### Übungstext

Informierte Patienten leben länger: Die Bedeutung der Zweitmeinung in der Onkologie

Warum werden gerade bei Krebs so wenige Zweitmeinungen eingeholt?

Dies ist eine interessante Frage, denn bei anderen medizinischen Behandlungen haben Patienten oft gar kein Problem eine Zweitmeinung einzuholen, nehmen wir beispielsweise Zahnbehandlungen oder kosmetische Operationen. In der Onkologie ist es jedoch anders. Die Diagnose von Krebs ist existenziell, plötzlich wird man mit eingreifenden Therapien, langem Leiden und einem möglicherweise baldigen Tod konfrontiert. In dieser Situation fühlen sich viele Patienten wie gelähmt und sind nicht mehr in der Lage einen klaren Gedanken zu fassen. Und Angst und Panik sind sicher keine guten Ratgeber!

So wird die erste vorgeschlagene Therapie ohne weitere Überlegung wahrgenommen, wichtig ist ja, dass schnell etwas passiert und dass keine Zeit versäumt wird. Dabei hat man gerade bei Krebs genug Zeit, sich eine zweite Meinung einzuholen. Denn wenn Krebs diagnostiziert wird, dann ist die Krankheit oftmals schon viele Monate bis Jahre im Körper, da kommt es auf einige Wochen in der Regel nicht an.

Finanzielle Gründe stehen einer Zweitmeinung in der Regel nicht im Wege. Bei gesetzlich Krankenversicherten ist die Zweitmeinung bei solch einer Erkrankung sogar ausdrücklich im Leistungskatalog enthalten, ebenso bei privat Krankenversicherten. Dennoch wird von dieser Möglichkeit kaum Gebrauch gemacht.

######

» **Aufgabe**:
Gib bitte aus dem Text über die Zweitmeinung in der Onkologie alles von "Dies ist eine" bis hinunter zu "keine guten Ratgeber!" erneut wieder. Aktualisiere ihn dabei so, dass "Zahnbehandlungen" durch "Augenbehandlungen" ersetzt ist.

### Bereitgestellte Zeilen

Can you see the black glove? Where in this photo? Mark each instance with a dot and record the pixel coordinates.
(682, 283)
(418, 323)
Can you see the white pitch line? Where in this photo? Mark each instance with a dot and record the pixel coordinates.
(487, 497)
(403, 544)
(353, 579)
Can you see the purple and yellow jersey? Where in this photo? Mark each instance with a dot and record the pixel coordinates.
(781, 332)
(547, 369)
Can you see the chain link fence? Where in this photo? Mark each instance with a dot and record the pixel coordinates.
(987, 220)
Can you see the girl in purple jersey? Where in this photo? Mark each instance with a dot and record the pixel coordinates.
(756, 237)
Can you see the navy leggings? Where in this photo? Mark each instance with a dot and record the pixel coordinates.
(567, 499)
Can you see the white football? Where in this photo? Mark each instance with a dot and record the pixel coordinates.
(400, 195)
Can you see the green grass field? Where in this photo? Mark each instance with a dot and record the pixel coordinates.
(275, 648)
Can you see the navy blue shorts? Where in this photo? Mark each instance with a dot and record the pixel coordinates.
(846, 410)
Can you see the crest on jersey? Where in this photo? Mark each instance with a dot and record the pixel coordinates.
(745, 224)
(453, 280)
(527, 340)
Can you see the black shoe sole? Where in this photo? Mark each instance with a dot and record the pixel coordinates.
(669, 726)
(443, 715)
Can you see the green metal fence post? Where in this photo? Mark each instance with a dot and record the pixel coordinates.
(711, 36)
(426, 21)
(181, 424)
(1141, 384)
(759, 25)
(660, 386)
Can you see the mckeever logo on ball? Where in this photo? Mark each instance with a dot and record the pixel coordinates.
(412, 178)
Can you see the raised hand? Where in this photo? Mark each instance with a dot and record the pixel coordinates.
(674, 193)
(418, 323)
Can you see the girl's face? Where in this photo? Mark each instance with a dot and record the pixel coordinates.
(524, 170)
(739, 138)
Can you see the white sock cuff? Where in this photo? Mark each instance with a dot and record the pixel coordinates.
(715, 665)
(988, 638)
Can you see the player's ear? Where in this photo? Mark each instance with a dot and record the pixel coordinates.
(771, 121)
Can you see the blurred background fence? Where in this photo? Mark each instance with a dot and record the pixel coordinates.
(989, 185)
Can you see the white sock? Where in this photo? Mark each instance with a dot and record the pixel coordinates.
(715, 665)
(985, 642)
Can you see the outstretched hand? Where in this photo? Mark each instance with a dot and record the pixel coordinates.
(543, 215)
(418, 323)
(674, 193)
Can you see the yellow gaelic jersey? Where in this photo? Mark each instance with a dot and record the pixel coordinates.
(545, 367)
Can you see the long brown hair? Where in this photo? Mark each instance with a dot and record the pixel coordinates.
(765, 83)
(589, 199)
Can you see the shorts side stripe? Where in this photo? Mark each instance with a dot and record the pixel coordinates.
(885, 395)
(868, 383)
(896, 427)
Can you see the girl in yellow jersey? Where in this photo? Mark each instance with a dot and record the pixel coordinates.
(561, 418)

######
### Bereitgestellte Zeilen

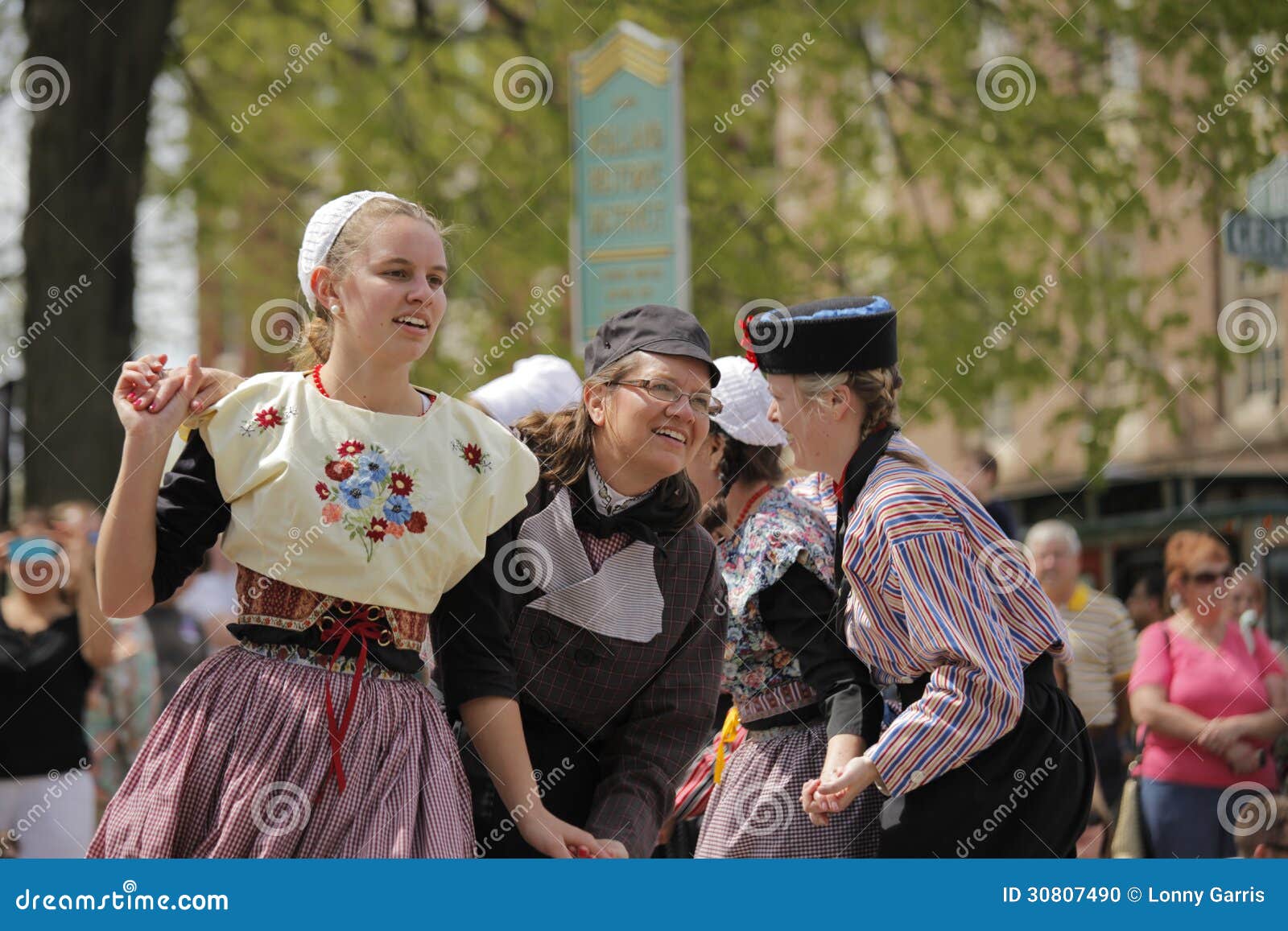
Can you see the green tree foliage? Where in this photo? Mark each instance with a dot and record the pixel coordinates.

######

» **Lösung**:
Dies ist eine interessante Frage, denn bei anderen medizinischen Behandlungen haben Patienten oft gar kein Problem eine Zweitmeinung einzuholen, nehmen wir beispielsweise Augenbehandlungen oder kosmetische Operationen. In der Onkologie ist es jedoch anders. Die Diagnose von Krebs ist existenziell, plötzlich wird man mit eingreifenden Therapien, langem Leiden und einem möglicherweise baldigen Tod konfrontiert. In dieser Situation fühlen sich viele Patienten wie gelähmt und sind nicht mehr in der Lage einen klaren Gedanken zu fassen. Und Angst und Panik sind sicher keine guten Ratgeber!